_Work required_
Check each line of the entries below for the string "reflection"; copy every line where it appears.

_Recorded information_
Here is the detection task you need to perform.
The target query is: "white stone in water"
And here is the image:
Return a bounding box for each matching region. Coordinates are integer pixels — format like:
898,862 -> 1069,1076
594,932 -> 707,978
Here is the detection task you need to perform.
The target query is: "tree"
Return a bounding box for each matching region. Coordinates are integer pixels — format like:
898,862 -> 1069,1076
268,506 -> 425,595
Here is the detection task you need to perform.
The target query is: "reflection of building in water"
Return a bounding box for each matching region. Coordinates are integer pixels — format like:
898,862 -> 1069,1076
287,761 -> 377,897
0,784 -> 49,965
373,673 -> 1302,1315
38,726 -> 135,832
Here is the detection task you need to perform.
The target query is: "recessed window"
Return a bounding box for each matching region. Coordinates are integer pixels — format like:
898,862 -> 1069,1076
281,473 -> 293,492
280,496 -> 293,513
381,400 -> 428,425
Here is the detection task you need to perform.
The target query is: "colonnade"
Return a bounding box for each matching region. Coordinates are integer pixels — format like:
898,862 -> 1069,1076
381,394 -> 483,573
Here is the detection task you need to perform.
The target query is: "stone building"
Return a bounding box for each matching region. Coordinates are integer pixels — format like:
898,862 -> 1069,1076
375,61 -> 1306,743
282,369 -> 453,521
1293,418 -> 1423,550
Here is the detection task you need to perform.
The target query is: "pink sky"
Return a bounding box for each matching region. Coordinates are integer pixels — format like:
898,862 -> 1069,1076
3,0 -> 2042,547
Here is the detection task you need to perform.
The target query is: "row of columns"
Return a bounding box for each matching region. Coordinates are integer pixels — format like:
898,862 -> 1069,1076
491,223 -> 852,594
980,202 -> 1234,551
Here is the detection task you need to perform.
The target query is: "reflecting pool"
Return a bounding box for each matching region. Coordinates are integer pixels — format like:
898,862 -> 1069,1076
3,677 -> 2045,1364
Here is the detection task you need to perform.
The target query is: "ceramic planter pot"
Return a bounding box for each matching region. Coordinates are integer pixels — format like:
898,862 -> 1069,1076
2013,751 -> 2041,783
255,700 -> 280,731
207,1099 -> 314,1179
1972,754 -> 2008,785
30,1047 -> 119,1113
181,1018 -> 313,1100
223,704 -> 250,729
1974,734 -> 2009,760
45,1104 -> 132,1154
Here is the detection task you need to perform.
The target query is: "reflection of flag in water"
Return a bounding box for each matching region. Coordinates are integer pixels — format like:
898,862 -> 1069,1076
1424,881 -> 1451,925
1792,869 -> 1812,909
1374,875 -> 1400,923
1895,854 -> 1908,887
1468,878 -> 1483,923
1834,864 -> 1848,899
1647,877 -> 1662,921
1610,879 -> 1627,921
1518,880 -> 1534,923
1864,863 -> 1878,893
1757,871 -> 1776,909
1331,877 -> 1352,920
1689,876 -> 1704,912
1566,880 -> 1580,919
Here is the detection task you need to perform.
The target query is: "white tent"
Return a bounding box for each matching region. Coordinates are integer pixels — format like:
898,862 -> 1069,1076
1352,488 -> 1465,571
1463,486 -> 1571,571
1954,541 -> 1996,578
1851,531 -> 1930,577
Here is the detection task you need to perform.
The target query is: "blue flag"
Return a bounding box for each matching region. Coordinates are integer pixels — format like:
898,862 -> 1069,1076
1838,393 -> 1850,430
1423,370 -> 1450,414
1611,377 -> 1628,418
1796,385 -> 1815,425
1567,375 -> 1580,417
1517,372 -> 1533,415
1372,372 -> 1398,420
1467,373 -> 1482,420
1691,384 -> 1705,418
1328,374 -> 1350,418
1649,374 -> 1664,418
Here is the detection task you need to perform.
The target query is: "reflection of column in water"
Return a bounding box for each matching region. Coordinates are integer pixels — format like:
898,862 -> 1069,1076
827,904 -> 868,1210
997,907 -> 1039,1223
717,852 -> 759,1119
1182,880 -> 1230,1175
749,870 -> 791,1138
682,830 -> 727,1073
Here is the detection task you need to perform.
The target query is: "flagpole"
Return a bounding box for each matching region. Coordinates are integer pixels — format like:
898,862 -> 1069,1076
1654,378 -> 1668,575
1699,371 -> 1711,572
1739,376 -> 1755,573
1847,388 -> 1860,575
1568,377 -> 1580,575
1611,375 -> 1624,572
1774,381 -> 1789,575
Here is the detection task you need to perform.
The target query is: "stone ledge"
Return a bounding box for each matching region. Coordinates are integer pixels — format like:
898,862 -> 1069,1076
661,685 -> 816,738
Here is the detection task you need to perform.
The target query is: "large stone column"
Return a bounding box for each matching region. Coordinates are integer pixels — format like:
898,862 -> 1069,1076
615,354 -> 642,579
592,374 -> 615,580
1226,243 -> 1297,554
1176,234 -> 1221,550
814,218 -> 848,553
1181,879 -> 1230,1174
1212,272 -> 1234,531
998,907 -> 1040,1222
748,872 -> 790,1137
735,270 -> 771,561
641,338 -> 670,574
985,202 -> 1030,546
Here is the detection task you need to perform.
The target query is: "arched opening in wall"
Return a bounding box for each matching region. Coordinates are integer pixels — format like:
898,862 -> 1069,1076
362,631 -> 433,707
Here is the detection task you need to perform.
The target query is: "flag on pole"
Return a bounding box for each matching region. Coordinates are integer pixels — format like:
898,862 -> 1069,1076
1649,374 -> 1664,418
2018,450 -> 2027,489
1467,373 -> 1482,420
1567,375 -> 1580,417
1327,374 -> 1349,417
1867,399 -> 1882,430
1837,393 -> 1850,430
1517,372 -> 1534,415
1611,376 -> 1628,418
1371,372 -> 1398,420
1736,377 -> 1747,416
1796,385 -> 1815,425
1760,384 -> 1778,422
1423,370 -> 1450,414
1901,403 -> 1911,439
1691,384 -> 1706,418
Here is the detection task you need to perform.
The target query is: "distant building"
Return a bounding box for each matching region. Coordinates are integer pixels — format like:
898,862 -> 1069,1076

_Written response_
The target query is: "reflection of building in water"
The target query is: "reflection of flag in water"
The target query is: "reflection of column in water"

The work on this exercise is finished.